→ DOCUMENT

■ ■ ■

The operations at 914-934 presume that the UEs have downloaded at least one of a firmware update or a software update. The update may be downloaded from the 3GPP network 904 or over another wireless or wired network. The 3GPP network 904 may coordinate the download, be aware of the download, or may be informed of the download.

At 914, an AF 910 may inform a Policy Control Function (PCF) 912 of the 3GPP network 904 (e.g., via a Network Exposure Function (NEF) of the 3GPP network 904) of the identities of the UEs and the times when different UEs are scheduled to install the firmware or software update. Different UEs may be scheduled to install the update at different times, though some UEs (e.g., a subset of UEs) may be scheduled to install the update at the same time.

At 916, the PCF 912 may notify the network server 906 (e.g., an AMF) of the set of UEs and their install times.

At each of 918, 920, 922, and so on, the network server 906 may transmit a CONFIGURATION UPDATE COMMAND to a respective one of the UEs. For example, the network server 906 may transmit a CONFIGURATION UPDATE COMMAND to the UE 902 at 922. Different CONFIGURATION UPDATE COMMANDS may be transmitted at different times. Transmission of CONFIGURATION UPDATE COMMANDS at different times can prevent a “signal storm,” in which multiple UEs may perform the update at the same time and try to re-register with the 3GPP network 904 at or about the same time. Transmission of the CONFIGURATION UPDATE COMMANDS at different times can also mitigate the chance that all (or a large quantity) of the UEs became unavailable to the 3GPP network 904 at or about the same time. After transmitting a CONFIGURATION UPDATE COMMAND to a UE, the network server 906 may preserve the context of the UE for an expected duration of an unavailability period of the UE.

At 924, 926, 928, and so on, each of the UEs will install the update while the 3GPP network 904 (e.g., the network server 906) preserves the UEs' context.

At each of 930, 932, 934, and so on, a respective UE may transmit a REGISTRATION REQUEST message to the 3GPP network (e.g., to the network server 906) after completing an install of the firmware update or software update. Because the timings of the CONFIGURATION UPDATE COMMANDS transmitted at 918, 920, and 922 are staggered, the 3GPP network's receipt of the REGISTRATION REQUEST messages at 930, 932, and 934 will likely be staggered. The 3GPP network 904 (e.g., the network server 906) may respond to each REGISTRATION REQUEST message with a REGISTRATION ACCEPT message at 936, 938, 940, and so on.

The flow of the flow diagram 900 may be particularly suitable for IoT devices, which may not have any sort of smart processing functions. The flow may help conserve the power of IoT or other power-limited devices, in that it may mitigate the chance that a UE experiences a Random Access Channel (RACH) failure due to the congestion created by a signal storm as many UEs finish a firmware or software update at the same time and contemporaneously transmit REGISTRATION REQUEST messages to the 3GPP network 904.

FIG. 10 shows an example method 1000 of wireless communication by a UE, which method 1000 may be used to preserve a context of the UE during an unavailability period of the UE.

At 1002, the method 1000 may include determining to perform an operation during an unavailability period of the UE.

At 1004, the method 1000 may include transmitting to a 3GPP network, in response to determining to perform the operation, a first message requesting an acceptance of the unavailability period. The first message may include an estimated duration of the unavailability period, as described, for example, with reference to FIGS. 1-7.

■ ■ ■

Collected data
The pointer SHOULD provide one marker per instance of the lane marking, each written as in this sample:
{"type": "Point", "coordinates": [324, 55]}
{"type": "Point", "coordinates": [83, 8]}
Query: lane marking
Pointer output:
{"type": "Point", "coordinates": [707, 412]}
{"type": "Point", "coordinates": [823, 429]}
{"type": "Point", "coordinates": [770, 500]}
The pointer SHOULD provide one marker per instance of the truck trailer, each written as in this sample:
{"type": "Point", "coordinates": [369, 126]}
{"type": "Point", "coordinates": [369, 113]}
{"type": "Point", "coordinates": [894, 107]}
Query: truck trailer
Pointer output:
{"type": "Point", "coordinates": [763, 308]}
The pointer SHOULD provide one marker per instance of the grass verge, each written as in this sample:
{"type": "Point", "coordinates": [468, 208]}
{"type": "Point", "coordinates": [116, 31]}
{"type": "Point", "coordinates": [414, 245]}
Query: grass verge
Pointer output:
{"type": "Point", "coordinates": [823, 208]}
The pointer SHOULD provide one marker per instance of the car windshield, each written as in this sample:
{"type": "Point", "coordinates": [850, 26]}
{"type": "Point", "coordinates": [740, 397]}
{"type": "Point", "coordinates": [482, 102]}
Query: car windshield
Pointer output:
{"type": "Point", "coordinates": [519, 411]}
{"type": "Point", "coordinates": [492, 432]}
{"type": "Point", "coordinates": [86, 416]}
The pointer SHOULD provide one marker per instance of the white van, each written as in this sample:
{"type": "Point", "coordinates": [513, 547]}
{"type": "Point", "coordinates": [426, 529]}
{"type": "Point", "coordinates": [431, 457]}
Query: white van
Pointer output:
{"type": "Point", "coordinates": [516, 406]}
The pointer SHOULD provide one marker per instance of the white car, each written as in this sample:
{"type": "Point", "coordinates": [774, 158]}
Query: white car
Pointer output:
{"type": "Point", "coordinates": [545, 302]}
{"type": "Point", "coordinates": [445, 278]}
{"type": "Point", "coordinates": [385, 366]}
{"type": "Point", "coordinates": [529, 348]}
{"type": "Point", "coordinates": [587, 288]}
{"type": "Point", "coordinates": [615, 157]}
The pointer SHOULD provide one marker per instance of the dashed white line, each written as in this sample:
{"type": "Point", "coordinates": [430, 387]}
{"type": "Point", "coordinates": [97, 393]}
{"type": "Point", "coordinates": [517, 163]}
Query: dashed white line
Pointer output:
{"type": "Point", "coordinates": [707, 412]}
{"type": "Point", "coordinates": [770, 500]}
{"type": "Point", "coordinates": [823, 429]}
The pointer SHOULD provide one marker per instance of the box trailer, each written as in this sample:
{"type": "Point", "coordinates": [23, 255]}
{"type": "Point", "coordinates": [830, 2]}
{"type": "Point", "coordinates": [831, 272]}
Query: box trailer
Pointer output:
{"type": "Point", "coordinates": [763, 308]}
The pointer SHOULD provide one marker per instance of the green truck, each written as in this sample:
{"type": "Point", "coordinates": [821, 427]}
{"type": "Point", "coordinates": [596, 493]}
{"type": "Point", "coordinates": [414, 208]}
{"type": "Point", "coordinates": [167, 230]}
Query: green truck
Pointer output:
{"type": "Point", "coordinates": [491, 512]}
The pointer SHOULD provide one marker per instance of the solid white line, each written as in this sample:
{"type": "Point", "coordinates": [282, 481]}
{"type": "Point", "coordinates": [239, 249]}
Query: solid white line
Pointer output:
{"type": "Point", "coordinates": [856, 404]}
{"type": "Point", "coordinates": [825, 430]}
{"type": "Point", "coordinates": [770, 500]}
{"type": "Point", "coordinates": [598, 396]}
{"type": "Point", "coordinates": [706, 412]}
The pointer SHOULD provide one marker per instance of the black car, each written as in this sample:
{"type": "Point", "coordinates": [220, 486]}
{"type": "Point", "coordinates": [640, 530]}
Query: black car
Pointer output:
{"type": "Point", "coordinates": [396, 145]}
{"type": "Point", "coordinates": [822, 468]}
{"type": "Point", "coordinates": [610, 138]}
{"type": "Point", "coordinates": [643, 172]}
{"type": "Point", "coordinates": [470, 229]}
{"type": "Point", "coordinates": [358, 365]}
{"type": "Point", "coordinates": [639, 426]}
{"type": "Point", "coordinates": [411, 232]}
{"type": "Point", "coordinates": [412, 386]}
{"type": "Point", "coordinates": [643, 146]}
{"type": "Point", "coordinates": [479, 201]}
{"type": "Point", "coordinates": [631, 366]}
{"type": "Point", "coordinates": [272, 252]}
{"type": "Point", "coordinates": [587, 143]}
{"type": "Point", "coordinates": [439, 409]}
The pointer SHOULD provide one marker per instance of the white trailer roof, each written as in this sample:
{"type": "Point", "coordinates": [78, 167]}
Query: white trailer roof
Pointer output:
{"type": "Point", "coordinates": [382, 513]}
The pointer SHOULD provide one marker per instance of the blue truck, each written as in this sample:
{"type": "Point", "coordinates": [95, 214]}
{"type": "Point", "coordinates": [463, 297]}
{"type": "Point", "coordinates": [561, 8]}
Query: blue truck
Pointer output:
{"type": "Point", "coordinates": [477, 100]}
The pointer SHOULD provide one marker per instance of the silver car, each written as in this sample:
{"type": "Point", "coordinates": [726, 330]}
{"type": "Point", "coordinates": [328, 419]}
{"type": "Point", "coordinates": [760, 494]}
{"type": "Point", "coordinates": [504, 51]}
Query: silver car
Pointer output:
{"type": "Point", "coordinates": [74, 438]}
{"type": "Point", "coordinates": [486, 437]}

■ ■ ■

→ DIRECTIONS
a - Please reproduce word for word the lines of the records starting at the line containing "The pointer SHOULD provide one marker per instance of the blue" and ending at the last line of the records.
b - Resume the passage on UE unavailability from the point where it stops.
The passage on UE unavailability and the records are independent of each other.

→ EXERCISE RESULTS
a -
The pointer SHOULD provide one marker per instance of the blue truck, each written as in this sample:
{"type": "Point", "coordinates": [95, 214]}
{"type": "Point", "coordinates": [463, 297]}
{"type": "Point", "coordinates": [561, 8]}
Query: blue truck
Pointer output:
{"type": "Point", "coordinates": [477, 100]}
The pointer SHOULD provide one marker per instance of the silver car, each written as in this sample:
{"type": "Point", "coordinates": [726, 330]}
{"type": "Point", "coordinates": [328, 419]}
{"type": "Point", "coordinates": [760, 494]}
{"type": "Point", "coordinates": [504, 51]}
Query: silver car
Pointer output:
{"type": "Point", "coordinates": [74, 438]}
{"type": "Point", "coordinates": [486, 437]}

b -
At 1006, the method 1000 may include receiving, from the 3GPP network, a second message indicating the acceptance of the unavailability period or a rejection of the unavailability period.

FIG. 11 shows an example method 1100 of communication by a network server, which method 1100 may be used to preserve a context of a UE during an unavailability period of the UE.

At 1102, the method 1100 may include receiving, from a UE, a first message requesting an acceptance of an unavailability period of the UE. The first message may include an estimated duration of the unavailability period, as described, for example, with reference to FIGS. 1-7.

At 1104, the method 1100 may include transmitting, to the UE, a second message indicating the acceptance of the unavailability period or a rejection of the unavailability period.

FIG. 12 shows another example method 1200 of wireless communication by a UE, which method 1200 may be used to preserve a context of the UE during an unavailability period of the UE.

At 1202, the method 1200 may include downloading at least one of a firmware update or a software update.

At 1204, the method 1200 may include receiving from a 3GPP network, after downloading the software update, a DEREGISTRATION REQUEST message indicating the UE is to de-register from the 3GPP network and install the firmware update or the software update during an unavailability period of the UE.

At 1206, the method 1200 may include beginning the unavailability period after receiving the message indicating the UE is to de-register from the 3GPP network.

At 1208, the method 1200 may include installing the software update during the unavailability period.

At 1210, the method 1200 may include transmitting a REGISTRATION REQUEST message to the 3GPP network after installing the software update.

Embodiments contemplated herein include an apparatus having means to perform one or more elements of the flow diagram 100, 200, 300, 400, 500, 600, 700, 800, or 900, or the method 1000, 1100, or 1200. This apparatus may be, for example, an apparatus of a UE (such as a wireless device that is a UE, as described herein). Alternatively, this apparatus may be, for example, an apparatus of a CN (such as a network device of a CN (e.g., an AMF), as described herein).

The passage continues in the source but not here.